▸ **SELECTED TEXT**:
>> START

The Day

Raymond Spong

-

East Lyme — Raymond Albert Spong, 93, of Boston Post Road, East Lyme, died Sunday, July 30, 2017, at Bridebrook Healthcare.

I was born of the union of Boise Penrose Spong and Anna (nee Sollman) Spong in Chicago on Jan. 14, 1924, my father’s birthday. He often said it wasn’t the kind of present he expected. My wife, Neldred (nee Kesner), predecease­d me on Dec. 23, 1992, and likewise, a late-in-life longtime companion, Miriam Lukas, of Old Lyme and Schuylervi­lle, N.Y., died in May 2004. Her two daughters and three grandchild­ren survive. To my knowledge, I am the last Spong in my father’s lineage which I have traced back to 1825, a date beyond which I couldn’t find any more census informatio­n.

>> END

▸ **GOAL 1**:
Answer these questions about the obituary:
(a) At what facility did Raymond Albert Spong die?
(b) Whose birthday was Jan. 14, 1924, besides Raymond Spong's?
(c) To what year was the Spong lineage traced?
The obituary has no connection to the listing that comes next.

(Coordinate labeling data)
>> START

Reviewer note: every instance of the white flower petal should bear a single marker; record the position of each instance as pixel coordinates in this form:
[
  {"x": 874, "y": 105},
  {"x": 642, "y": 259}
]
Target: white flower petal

>> END

▸ **GOAL 2**:
Transcribe the listing, every line unchanged.

▸ **EXERCISE SOLUTION 1**:
(a) Bridebrook Healthcare
(b) His father's
(c) 1825

▸ **EXERCISE SOLUTION 2**:
Reviewer note: every instance of the white flower petal should bear a single marker; record the position of each instance as pixel coordinates in this form:
[
  {"x": 874, "y": 105},
  {"x": 642, "y": 259}
]
Target: white flower petal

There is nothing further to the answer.